Input for this task:
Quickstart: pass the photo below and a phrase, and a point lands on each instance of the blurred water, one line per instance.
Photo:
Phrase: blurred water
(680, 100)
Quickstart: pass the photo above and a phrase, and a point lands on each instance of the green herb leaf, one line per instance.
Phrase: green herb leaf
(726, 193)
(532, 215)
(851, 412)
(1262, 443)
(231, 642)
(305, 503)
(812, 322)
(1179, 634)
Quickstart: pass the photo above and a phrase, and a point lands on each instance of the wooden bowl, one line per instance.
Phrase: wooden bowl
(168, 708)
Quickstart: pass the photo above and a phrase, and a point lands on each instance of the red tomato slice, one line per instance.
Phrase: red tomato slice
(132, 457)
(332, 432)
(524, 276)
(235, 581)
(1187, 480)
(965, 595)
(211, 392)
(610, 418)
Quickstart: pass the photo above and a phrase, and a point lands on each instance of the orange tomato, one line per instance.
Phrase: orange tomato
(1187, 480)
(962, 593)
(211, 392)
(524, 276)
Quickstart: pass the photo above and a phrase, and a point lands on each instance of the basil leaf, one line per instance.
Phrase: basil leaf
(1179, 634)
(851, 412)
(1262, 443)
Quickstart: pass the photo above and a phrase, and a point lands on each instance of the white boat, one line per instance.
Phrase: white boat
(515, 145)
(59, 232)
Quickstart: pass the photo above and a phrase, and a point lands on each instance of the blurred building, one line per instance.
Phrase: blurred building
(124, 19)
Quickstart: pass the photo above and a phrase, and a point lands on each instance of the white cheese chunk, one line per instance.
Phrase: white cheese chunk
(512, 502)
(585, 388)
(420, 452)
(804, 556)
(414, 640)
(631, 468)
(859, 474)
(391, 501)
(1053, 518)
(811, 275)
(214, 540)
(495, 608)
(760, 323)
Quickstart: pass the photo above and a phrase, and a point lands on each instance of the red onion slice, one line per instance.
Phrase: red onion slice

Directions:
Print every entry exactly as written.

Written reply:
Quickstart: pass the photo below and a phrase, and a point lands on each instance of the blurred water, one line per instance.
Photo:
Phrase: blurred water
(680, 100)
Quickstart: pass the photo above and a phrase, and a point lands on each instance of the green herb leaf, one line per instance.
Phrase: green herb leaf
(726, 193)
(532, 215)
(851, 412)
(1262, 443)
(231, 642)
(305, 503)
(812, 322)
(1179, 634)
Quickstart: pass the photo above and a phrase, and a point lands on each instance of the wooden bowl, one line per instance.
Phrase: wooden bowl
(168, 708)
Quickstart: pass the photo above and a phrase, and a point lands on each instance of the red tomato slice, one line per instance.
Phrase: red tomato slice
(132, 457)
(332, 432)
(524, 276)
(235, 581)
(1187, 480)
(965, 595)
(211, 392)
(610, 418)
Quickstart: pass the photo above and a phrase, and a point lands on each instance of the orange tomato, one line per instance.
Phrase: orange tomato
(1187, 480)
(962, 593)
(211, 392)
(524, 276)
Quickstart: pass the photo above and a phrase, and a point lands on each instance of the basil leaf, one line per instance.
Phrase: basil leaf
(1179, 634)
(851, 412)
(1262, 443)
Quickstart: pass the photo above and a phrase, and a point lands on each instance of the white boat, one line per instance.
Phrase: white boat
(515, 145)
(59, 232)
Quickstart: pass the photo above and a phrase, and a point lands on each instance of the blurred building, one line per instance.
Phrase: blurred building
(124, 19)
Quickstart: pass the photo above and a phrase, and a point lands on each instance of the white cheese chunk, one line per instance.
Phrase: white cheese chunk
(512, 502)
(585, 388)
(420, 452)
(804, 556)
(414, 640)
(631, 468)
(859, 474)
(391, 501)
(1053, 518)
(811, 275)
(214, 540)
(495, 608)
(760, 323)
Quickstart: pass the photo above and a phrase, and a point lands on each instance of the red onion slice, one line per instance.
Phrase: red onion slice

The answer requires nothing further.